TO BE DONE> Each entry that follows must be output without any deviation.

RECORDED DATA>
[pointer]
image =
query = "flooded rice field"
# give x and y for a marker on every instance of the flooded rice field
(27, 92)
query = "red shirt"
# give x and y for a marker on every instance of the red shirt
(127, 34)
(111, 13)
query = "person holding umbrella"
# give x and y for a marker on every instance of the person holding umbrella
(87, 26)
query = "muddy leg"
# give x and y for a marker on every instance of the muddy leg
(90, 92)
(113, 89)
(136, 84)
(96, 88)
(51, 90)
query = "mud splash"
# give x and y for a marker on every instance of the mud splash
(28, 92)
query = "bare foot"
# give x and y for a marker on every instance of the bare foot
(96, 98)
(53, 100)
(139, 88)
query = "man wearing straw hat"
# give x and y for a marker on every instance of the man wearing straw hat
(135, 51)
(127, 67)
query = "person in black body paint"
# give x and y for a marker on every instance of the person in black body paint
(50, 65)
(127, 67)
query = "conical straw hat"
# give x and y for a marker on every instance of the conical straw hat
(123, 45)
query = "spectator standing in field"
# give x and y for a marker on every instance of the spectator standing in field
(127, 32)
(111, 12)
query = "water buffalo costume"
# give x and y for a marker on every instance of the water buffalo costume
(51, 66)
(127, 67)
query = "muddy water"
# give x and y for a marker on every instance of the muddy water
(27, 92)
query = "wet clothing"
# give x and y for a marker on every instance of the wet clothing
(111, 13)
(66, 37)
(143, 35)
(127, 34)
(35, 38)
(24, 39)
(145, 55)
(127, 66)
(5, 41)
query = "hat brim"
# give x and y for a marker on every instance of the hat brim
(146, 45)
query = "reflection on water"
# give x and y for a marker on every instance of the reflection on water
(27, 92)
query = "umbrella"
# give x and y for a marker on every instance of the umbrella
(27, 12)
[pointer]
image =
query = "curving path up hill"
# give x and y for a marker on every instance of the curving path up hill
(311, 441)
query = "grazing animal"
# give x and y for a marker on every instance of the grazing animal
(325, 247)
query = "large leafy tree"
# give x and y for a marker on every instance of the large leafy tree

OUTPUT FOR THIS TASK>
[pointer]
image =
query = "flooded rice field"
# give x and y for a marker on every instance of the flooded rice field
(27, 92)
query = "red shirt"
# give x and y for a marker on every instance of the red shirt
(127, 34)
(111, 13)
query = "person holding umbrella"
# give x and y for a marker on every instance of the person holding umbrella
(87, 26)
query = "muddy leg"
# give x and y for a marker on every instance of the muddy leg
(90, 92)
(113, 89)
(136, 84)
(96, 88)
(51, 90)
query = "mud splash"
# give x and y for a marker on every instance of the mud splash
(28, 92)
query = "bare foot"
# give x and y for a marker on every instance of the bare foot
(96, 98)
(53, 100)
(139, 88)
query = "man wearing straw hat"
# give x and y for a marker on every instance of the man wearing straw hat
(135, 51)
(127, 67)
query = "person in black body paint"
# give x and y for a marker on every instance of the person in black body paint
(50, 65)
(127, 67)
query = "conical straw hat"
# give x and y for a marker on every instance of the conical straw hat
(123, 45)
query = "spectator standing in field"
# give x and y for a marker on every instance of the spectator standing in field
(127, 32)
(111, 12)
query = "water buffalo costume"
# give x and y for a marker on every instance of the water buffalo costume
(51, 66)
(127, 67)
query = "muddy water"
# give x and y for a marker on every instance of the muddy water
(27, 92)
query = "wet clothing"
# give x and y for a marker on every instance of the wet clothing
(111, 13)
(66, 37)
(143, 35)
(127, 34)
(35, 38)
(24, 39)
(145, 55)
(127, 66)
(5, 41)
query = "hat brim"
# give x and y for a marker on every instance of the hat brim
(146, 45)
query = "reflection on water"
# give x and y for a marker on every instance of the reflection on water
(27, 92)
query = "umbrella"
# give x and y for a marker on every instance of the umbrella
(27, 12)
[pointer]
image =
query = "curving path up hill"
# give x and y for a marker on every instance of the curving path up hill
(311, 441)
query = "grazing animal"
# give x and y for a marker on every instance of the grazing animal
(325, 247)
query = "large leafy tree"
# give x and y for a marker on every instance of the large leafy tree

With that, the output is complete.